> [REQUIRED WORK]:
Rewrite the listing below from its first line through the line with "x=186 y=151". Keep the requests unchanged and raise every x and y coordinate in the answers by 73.

──────── DATASET EXCERPTS ────────

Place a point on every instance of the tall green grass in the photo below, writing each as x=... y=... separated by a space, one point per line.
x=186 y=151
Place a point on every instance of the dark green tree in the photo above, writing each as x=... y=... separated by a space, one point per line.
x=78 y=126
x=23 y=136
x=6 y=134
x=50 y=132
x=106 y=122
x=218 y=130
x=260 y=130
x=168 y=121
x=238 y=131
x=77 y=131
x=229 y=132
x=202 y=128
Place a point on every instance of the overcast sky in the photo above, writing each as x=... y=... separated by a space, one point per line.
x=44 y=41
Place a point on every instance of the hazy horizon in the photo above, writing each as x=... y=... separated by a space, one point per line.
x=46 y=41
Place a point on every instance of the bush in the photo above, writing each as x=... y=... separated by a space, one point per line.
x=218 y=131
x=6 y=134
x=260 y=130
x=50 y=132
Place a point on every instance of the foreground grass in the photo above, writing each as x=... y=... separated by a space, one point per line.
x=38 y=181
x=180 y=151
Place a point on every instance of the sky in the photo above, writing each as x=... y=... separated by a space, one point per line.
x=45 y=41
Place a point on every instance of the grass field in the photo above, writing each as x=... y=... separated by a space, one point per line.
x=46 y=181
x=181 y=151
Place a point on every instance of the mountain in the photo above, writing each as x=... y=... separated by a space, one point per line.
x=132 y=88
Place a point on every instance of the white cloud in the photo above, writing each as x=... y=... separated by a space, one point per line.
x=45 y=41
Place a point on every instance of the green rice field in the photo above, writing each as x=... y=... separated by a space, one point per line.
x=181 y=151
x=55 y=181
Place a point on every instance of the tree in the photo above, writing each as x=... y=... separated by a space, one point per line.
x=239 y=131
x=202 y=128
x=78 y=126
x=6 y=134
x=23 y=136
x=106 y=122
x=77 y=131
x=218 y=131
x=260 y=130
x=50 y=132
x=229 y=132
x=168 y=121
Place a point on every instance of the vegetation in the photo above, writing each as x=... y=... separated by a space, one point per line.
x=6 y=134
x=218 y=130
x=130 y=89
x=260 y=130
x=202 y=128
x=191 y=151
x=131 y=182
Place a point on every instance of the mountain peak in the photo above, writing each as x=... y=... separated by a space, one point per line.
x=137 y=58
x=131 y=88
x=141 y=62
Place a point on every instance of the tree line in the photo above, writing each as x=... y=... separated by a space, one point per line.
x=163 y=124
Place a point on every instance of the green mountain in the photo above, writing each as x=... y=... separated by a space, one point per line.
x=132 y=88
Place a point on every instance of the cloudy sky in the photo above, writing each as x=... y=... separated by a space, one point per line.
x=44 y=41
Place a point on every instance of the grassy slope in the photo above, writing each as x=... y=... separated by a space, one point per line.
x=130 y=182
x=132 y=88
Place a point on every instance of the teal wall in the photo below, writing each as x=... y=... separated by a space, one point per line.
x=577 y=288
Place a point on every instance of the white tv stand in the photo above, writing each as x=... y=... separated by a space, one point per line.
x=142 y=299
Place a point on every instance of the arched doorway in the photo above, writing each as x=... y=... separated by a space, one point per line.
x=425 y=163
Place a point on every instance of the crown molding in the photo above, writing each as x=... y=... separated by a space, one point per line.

────────

> [ANSWER TO THIS EXERCISE]:
Place a point on every instance of the tall green grass in the photo below, writing each as x=... y=... separated by a space, one point per line.
x=259 y=224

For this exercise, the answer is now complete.